> [PROBLEMS TO SOLVE]:
• A. Shorten the paragraph in the post on Chakaia Booker's tire sculptures that begins "Chakaia Booker's latest exhibition" into a bulleted list, keeping its main facts.
• B. Find every line in the rows below that contains the word "circle" and copy each of those lines in full.

[Start EXCERPT TO READ]

Monday, August 25, 2014

Sculpting Tires




Chakaia Booker's latest exhibition Eradication: A Form of Obsession at the Newcomb Art Gallery on the Tulane University campus is the occasion to rediscover the artist, famous for her sculptures made with rubber tires. Following my first exposure to her work at the New Orleans Museum of Art, then an encounter at Art Basel Miami Beach and lately a daily walk by FOCI, an outdoor sculpture located on Poydras Street in New Orleans, I assumed that I knew the artist. After all, what else can be said in the monochrome medium? The conceptual artist's practice has been discussed, analyzed, interpreted and the metaphors about her work abound, alluding to forced labor, industrial revolution, racial differences, scarification,  consumerism, global economy, colonization, social disparities... The artist states her goal in the introduction to the exhibition: "...how broad, complex cultural transformations can continue to be expressed through common material".
At first sight, the visitor is drawn to a relief sculpture Color of Hope, 2010, a haptic landscape, harmonious construction made of rough material overtaken by curly pieces of rubber resulting in an organic composition, vision of generous opulence and growth surrounded by two intimate, smaller sized wall pieces Misleading Circumstances, 2005 and Masked Appeal, 2012.

[End EXCERPT TO READ]
[Start RAW RECORDS]

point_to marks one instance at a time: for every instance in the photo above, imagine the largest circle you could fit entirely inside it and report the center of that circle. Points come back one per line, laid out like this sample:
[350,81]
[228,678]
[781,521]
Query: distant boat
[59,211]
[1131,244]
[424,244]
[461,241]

[End RAW RECORDS]

> [WORKED ANSWERS]:
• A.
- Chakaia Booker, famous for her rubber tire sculptures, has a new exhibition, Eradication: A Form of Obsession, at the Newcomb Art Gallery on the Tulane University campus. It offers a chance to rediscover the artist.
- The writer had seen her work at the New Orleans Museum of Art and at Art Basel Miami Beach, and walks daily past FOCI, her outdoor sculpture on Poydras Street in New Orleans. After all that, the writer assumed there was little more to say about her monochrome medium.
- Her conceptual practice has been widely discussed. Interpretations allude to forced labor, the industrial revolution, racial differences, scarification, consumerism, the global economy, colonization and social disparities.
- In the exhibition's introduction, she states her goal: to show "how broad, complex cultural transformations can continue to be expressed through common material."

• B.
point_to marks one instance at a time: for every instance in the photo above, imagine the largest circle you could fit entirely inside it and report the center of that circle. Points come back one per line, laid out like this sample:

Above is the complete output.